*REQUIRED ACTION*
Could you continue the piece on Venezuelan drug trafficking and the US indictment of Maduro, picking up after its final sentence?

*SELECTED EXTRACT*
.....

Events in 2009 underscored the degree to which the interests of the traffickers had intersected with and influenced affairs of state in Venezuela. That year, a coup occurred in Honduras, which had been a vitally important landing point for trafficking flights coming from Venezuela. According to the indictment, Maduro and other government ministers allegedly met with FARC representatives, in part over fears that the instability around the coup would impact trafficking. Maduro then travelled to Honduras in his role as Foreign Minister, reportedly in order to ensure that the coup would not derail trafficking operations.

When Maduro became leader in 2013, it had little material impact on drug trafficking in Venezuela. Though Venezuelan officials were reportedly instructed to be less overt in their trafficking activities – especially after 1.3 tonnes of cocaine were seized by French police on a commercial flight arriving from Venezuela – narcotics trafficking did not stop. Rather, it accelerated throughout the 2010s, to the point where Venezuela had become a key conduit for Colombian cocaine routed to North America and Europe.

The US indictment of Maduro and other Venezuelan officials is unlikely to have much practical effect at present. Maduro is highly unlikely to surrender and there is little realistic chance of the US arresting him while he is in office. Indeed, the charges and the lengthy prison sentences they would imply may well complicate efforts to ease Maduro from office, which is the key US diplomatic objective.

.....

*DATA*
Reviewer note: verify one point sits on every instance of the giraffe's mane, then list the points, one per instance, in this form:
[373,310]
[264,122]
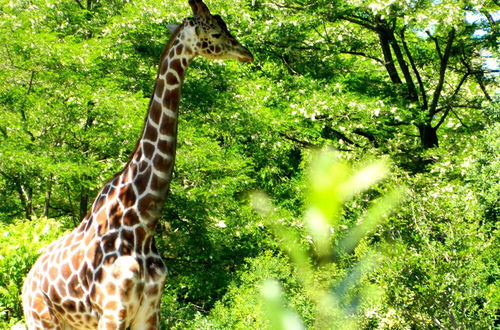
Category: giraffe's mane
[164,53]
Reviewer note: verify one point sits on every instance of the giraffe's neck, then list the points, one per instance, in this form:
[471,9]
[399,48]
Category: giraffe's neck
[149,171]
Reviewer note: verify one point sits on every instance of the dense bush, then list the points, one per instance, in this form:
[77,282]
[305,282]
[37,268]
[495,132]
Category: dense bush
[21,243]
[411,82]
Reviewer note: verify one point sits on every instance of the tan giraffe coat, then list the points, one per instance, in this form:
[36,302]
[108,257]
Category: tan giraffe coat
[107,273]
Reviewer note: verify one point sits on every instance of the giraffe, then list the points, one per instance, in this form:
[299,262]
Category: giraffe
[107,273]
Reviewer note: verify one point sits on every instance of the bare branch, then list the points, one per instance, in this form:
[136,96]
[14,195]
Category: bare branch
[415,70]
[436,43]
[296,140]
[79,4]
[441,121]
[459,119]
[442,72]
[367,135]
[363,55]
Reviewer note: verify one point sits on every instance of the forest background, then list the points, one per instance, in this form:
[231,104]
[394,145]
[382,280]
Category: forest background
[409,88]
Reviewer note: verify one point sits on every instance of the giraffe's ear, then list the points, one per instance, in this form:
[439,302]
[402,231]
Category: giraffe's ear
[172,27]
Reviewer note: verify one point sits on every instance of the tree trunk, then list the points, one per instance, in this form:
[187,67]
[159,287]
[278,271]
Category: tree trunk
[389,61]
[48,194]
[428,136]
[84,201]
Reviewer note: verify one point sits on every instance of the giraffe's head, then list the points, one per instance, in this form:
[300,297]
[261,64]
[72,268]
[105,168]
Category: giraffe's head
[209,37]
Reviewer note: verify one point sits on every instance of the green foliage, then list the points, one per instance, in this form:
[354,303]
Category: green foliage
[21,243]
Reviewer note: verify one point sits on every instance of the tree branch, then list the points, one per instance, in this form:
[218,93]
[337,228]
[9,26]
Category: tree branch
[459,119]
[445,114]
[367,135]
[363,55]
[301,142]
[79,4]
[442,72]
[423,93]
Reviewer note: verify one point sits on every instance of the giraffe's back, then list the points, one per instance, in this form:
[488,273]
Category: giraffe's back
[83,279]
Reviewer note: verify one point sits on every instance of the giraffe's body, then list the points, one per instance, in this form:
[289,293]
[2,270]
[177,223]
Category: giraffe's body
[107,273]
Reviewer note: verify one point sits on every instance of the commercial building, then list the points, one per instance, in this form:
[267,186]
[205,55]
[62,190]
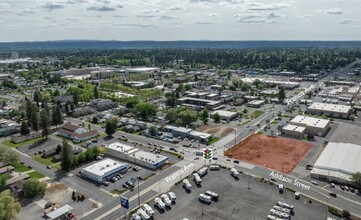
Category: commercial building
[188,133]
[332,110]
[338,162]
[8,127]
[76,133]
[104,170]
[255,103]
[313,126]
[225,115]
[201,103]
[294,130]
[134,155]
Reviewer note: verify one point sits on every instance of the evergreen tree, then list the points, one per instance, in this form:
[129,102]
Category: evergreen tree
[96,93]
[24,130]
[44,123]
[205,116]
[34,120]
[281,94]
[66,156]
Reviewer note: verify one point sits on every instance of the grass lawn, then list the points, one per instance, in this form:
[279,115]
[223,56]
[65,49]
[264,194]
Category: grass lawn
[257,113]
[20,168]
[8,143]
[213,140]
[46,161]
[36,175]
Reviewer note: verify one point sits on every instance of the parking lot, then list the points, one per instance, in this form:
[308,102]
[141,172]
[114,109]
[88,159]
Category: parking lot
[236,201]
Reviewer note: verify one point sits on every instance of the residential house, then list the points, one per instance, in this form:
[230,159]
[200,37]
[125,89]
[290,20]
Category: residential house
[76,133]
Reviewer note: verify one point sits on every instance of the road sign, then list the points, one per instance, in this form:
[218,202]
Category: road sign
[207,154]
[124,202]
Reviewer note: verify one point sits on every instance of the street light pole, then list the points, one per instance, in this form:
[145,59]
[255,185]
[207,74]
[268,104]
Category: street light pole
[138,193]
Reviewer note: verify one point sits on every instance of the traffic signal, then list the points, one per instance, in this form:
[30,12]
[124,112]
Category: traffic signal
[207,154]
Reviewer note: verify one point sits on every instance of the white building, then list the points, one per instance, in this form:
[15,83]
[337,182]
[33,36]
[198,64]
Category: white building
[225,115]
[134,155]
[104,170]
[332,110]
[338,162]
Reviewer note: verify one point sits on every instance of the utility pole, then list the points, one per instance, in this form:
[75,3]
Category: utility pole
[138,193]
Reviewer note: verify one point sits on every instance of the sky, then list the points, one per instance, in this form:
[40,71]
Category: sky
[42,20]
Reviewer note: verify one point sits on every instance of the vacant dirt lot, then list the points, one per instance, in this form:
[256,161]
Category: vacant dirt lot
[277,153]
[216,129]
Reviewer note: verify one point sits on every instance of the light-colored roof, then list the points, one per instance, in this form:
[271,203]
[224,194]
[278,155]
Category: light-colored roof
[225,113]
[309,121]
[330,107]
[120,147]
[60,211]
[296,128]
[339,160]
[103,167]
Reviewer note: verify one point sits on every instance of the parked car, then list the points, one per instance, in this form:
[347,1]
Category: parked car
[333,195]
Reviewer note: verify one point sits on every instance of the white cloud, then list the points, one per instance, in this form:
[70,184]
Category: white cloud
[332,11]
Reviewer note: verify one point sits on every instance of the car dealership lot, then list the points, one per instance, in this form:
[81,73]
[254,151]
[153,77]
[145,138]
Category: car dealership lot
[235,200]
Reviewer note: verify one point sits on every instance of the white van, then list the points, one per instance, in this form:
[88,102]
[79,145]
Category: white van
[186,184]
[159,203]
[197,179]
[172,196]
[143,214]
[166,200]
[214,167]
[148,210]
[234,172]
[212,194]
[204,198]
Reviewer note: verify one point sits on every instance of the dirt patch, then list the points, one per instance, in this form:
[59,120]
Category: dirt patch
[216,130]
[282,154]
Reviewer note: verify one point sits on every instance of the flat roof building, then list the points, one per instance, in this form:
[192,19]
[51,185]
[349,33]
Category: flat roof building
[132,154]
[338,162]
[332,110]
[313,126]
[104,170]
[225,115]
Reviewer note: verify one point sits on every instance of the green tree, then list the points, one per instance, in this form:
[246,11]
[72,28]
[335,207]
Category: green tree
[111,126]
[3,179]
[204,116]
[281,94]
[171,99]
[216,118]
[256,82]
[33,188]
[96,92]
[244,87]
[9,208]
[188,116]
[153,130]
[37,97]
[44,123]
[24,130]
[145,110]
[66,156]
[356,180]
[57,117]
[34,120]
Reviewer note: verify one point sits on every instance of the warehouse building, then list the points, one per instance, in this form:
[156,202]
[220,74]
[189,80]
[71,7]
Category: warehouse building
[331,110]
[313,126]
[104,170]
[338,162]
[225,115]
[183,132]
[294,130]
[134,155]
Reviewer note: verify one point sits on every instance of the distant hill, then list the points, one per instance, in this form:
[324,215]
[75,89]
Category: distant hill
[94,44]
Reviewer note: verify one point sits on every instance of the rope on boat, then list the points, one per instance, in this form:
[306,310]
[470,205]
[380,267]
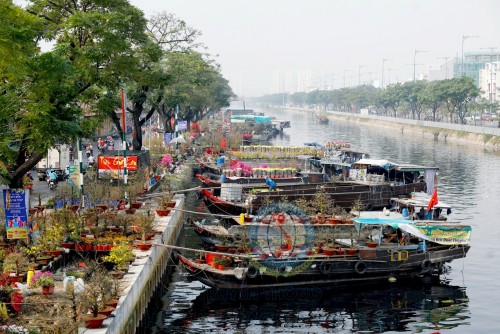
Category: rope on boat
[203,251]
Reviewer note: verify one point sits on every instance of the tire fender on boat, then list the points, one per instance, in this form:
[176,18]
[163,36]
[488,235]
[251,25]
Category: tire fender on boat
[252,272]
[174,256]
[325,267]
[425,265]
[360,267]
[239,236]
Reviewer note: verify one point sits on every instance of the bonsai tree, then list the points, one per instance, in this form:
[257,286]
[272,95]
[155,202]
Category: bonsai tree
[16,262]
[165,197]
[120,255]
[145,224]
[41,279]
[135,185]
[97,292]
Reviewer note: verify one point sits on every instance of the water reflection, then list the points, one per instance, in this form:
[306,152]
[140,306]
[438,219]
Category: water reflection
[417,307]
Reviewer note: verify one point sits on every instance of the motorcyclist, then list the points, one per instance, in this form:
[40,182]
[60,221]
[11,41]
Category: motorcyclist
[53,176]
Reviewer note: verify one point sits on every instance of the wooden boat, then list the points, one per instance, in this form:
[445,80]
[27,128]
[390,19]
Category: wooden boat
[371,195]
[274,259]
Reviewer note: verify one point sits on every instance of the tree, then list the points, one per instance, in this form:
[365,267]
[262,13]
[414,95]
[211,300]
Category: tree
[411,93]
[460,93]
[433,96]
[91,55]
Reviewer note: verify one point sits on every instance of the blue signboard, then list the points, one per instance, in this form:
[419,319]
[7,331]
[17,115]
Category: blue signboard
[16,215]
[181,125]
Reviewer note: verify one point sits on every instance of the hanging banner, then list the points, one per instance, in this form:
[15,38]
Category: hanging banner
[181,125]
[16,215]
[116,163]
[74,175]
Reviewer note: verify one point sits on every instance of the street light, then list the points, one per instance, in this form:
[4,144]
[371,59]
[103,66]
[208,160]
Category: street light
[414,58]
[359,74]
[464,37]
[345,71]
[492,49]
[390,69]
[446,64]
[383,63]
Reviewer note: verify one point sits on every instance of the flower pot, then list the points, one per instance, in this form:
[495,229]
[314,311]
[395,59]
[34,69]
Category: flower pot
[351,251]
[91,322]
[162,212]
[328,251]
[17,278]
[54,253]
[68,245]
[136,205]
[221,248]
[106,311]
[144,247]
[113,303]
[340,251]
[48,290]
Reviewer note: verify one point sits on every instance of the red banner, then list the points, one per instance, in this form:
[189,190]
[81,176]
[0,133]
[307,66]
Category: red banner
[116,163]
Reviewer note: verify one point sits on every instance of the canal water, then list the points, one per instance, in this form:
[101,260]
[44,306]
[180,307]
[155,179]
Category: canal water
[465,300]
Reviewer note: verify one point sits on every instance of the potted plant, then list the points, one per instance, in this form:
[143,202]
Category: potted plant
[96,293]
[120,256]
[145,224]
[165,203]
[16,264]
[45,280]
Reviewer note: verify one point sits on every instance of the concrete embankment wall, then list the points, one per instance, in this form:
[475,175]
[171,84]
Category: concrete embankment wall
[146,275]
[486,137]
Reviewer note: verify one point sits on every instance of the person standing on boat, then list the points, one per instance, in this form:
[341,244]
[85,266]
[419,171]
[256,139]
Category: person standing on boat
[223,177]
[270,183]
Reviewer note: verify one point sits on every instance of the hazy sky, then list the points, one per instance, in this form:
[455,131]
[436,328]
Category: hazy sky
[329,38]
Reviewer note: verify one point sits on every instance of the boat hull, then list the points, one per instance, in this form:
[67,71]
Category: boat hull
[334,271]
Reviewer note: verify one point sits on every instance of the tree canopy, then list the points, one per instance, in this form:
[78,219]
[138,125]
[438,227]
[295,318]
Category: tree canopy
[98,48]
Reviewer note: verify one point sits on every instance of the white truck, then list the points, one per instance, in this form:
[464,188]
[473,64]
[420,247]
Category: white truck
[57,159]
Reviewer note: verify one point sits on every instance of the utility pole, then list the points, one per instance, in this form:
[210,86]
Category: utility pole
[124,140]
[383,63]
[462,67]
[414,64]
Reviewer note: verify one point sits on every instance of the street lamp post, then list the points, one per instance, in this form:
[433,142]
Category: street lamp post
[345,71]
[492,49]
[390,69]
[383,63]
[446,64]
[359,74]
[464,37]
[414,59]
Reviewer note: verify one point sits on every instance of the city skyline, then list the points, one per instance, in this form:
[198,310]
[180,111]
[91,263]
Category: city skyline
[252,41]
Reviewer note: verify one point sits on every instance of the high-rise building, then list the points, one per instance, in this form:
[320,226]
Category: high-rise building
[488,82]
[473,62]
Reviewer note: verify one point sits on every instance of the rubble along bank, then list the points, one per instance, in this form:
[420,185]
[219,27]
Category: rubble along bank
[485,137]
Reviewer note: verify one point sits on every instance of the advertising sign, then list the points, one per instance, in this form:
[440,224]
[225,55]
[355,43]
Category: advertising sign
[116,163]
[74,175]
[16,215]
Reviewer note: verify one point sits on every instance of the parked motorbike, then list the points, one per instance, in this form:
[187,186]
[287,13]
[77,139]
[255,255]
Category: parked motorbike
[52,184]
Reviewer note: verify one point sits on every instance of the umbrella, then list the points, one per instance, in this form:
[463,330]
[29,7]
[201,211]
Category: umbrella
[178,140]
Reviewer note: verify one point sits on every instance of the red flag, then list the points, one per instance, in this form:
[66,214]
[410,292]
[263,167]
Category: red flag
[434,200]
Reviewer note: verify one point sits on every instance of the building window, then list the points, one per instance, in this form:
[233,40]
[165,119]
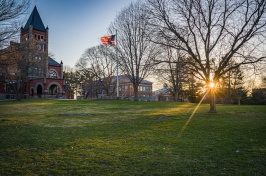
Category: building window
[52,74]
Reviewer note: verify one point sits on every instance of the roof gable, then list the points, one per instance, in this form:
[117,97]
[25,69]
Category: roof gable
[52,62]
[35,20]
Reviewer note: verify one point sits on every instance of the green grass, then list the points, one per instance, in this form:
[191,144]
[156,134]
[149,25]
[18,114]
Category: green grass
[52,137]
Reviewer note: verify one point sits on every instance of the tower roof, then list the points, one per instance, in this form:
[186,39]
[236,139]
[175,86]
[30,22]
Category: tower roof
[35,20]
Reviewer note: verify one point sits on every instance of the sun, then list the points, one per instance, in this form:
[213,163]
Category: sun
[212,85]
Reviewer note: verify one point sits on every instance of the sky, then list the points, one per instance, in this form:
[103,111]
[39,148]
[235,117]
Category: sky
[75,25]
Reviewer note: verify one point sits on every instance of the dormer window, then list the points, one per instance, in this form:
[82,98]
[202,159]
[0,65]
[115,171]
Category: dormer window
[52,74]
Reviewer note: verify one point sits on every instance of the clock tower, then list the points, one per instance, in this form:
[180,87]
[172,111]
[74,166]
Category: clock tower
[45,74]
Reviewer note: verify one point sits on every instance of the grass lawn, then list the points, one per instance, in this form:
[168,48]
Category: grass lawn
[94,137]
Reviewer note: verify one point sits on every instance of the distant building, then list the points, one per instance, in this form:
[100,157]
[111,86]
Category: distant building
[95,89]
[163,95]
[259,96]
[45,78]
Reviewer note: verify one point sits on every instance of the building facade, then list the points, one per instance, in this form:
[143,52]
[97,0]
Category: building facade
[44,78]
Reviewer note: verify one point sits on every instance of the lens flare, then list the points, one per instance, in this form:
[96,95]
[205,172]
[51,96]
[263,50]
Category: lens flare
[212,85]
[191,116]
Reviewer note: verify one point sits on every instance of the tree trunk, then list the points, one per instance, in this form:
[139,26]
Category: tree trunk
[136,93]
[176,96]
[212,103]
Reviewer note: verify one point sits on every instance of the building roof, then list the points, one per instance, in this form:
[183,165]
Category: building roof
[124,78]
[35,20]
[52,62]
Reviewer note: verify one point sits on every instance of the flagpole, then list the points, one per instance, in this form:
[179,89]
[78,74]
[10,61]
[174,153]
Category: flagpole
[117,84]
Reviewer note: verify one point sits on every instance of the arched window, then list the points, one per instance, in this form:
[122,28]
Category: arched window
[52,74]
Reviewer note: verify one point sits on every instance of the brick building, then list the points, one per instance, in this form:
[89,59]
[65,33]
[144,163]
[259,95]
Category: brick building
[45,76]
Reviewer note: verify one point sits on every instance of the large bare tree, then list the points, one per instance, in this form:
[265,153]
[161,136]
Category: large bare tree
[100,62]
[135,52]
[171,70]
[213,33]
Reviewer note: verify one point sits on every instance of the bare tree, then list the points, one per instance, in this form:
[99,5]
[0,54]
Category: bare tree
[136,53]
[171,70]
[100,61]
[10,11]
[213,33]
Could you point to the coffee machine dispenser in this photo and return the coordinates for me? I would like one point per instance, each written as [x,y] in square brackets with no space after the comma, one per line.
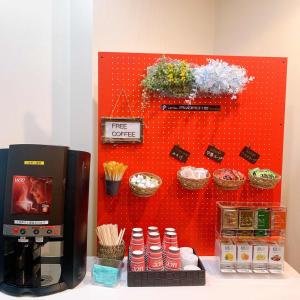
[43,218]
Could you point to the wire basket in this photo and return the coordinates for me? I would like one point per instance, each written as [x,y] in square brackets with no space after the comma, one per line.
[226,184]
[263,183]
[112,252]
[144,192]
[192,184]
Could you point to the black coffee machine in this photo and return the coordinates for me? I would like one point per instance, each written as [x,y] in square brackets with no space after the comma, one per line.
[43,218]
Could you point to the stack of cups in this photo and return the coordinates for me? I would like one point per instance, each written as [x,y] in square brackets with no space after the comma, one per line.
[173,262]
[137,241]
[137,261]
[152,238]
[155,261]
[188,259]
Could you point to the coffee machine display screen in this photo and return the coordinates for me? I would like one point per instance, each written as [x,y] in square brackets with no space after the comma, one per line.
[31,195]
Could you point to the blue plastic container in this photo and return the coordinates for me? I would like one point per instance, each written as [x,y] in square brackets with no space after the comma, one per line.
[107,271]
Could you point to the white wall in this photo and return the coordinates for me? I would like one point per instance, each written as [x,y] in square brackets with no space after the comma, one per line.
[271,28]
[46,77]
[45,66]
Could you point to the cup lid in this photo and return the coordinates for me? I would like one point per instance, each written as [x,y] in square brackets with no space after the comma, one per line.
[154,233]
[171,233]
[170,229]
[173,249]
[137,252]
[137,235]
[155,248]
[152,228]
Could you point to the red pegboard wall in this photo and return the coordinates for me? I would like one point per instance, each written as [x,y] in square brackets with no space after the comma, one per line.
[256,119]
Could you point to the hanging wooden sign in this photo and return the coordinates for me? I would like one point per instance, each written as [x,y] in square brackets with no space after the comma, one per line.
[122,130]
[214,153]
[250,155]
[180,154]
[172,107]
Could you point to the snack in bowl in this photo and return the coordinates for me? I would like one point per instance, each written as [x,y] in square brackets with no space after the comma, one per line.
[144,181]
[229,179]
[263,178]
[144,184]
[192,178]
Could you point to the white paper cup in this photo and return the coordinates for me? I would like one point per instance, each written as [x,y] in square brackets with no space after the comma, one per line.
[189,259]
[190,268]
[186,250]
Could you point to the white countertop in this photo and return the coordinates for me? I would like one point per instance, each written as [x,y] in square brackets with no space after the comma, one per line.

.....

*ANSWER SPACE*
The indictment does, however, offer both some valuable lessons on trafficker-state engagement, as well as an implicit warning about the challenge of reforming Venezuela’s security and defence forces.

It underscores how drug trafficking can become rooted in a country, by design or otherwise,  when the issue is deprioritized by key politicians. The question of whether the Chavez administration planned to make Venezuela a key drug trafficking entrepot is unresolved. What is more evident, however, is the strategic tolerance shown by senior regime figures towards FARC operations in Venezuelan border regions, and the minimal prioritization of counter-narcotics as a national security concern. These dynamics created an environment in which National Guard and military commanders faced limited risk to their careers or of imprisonment for abetting traffickers in their activities.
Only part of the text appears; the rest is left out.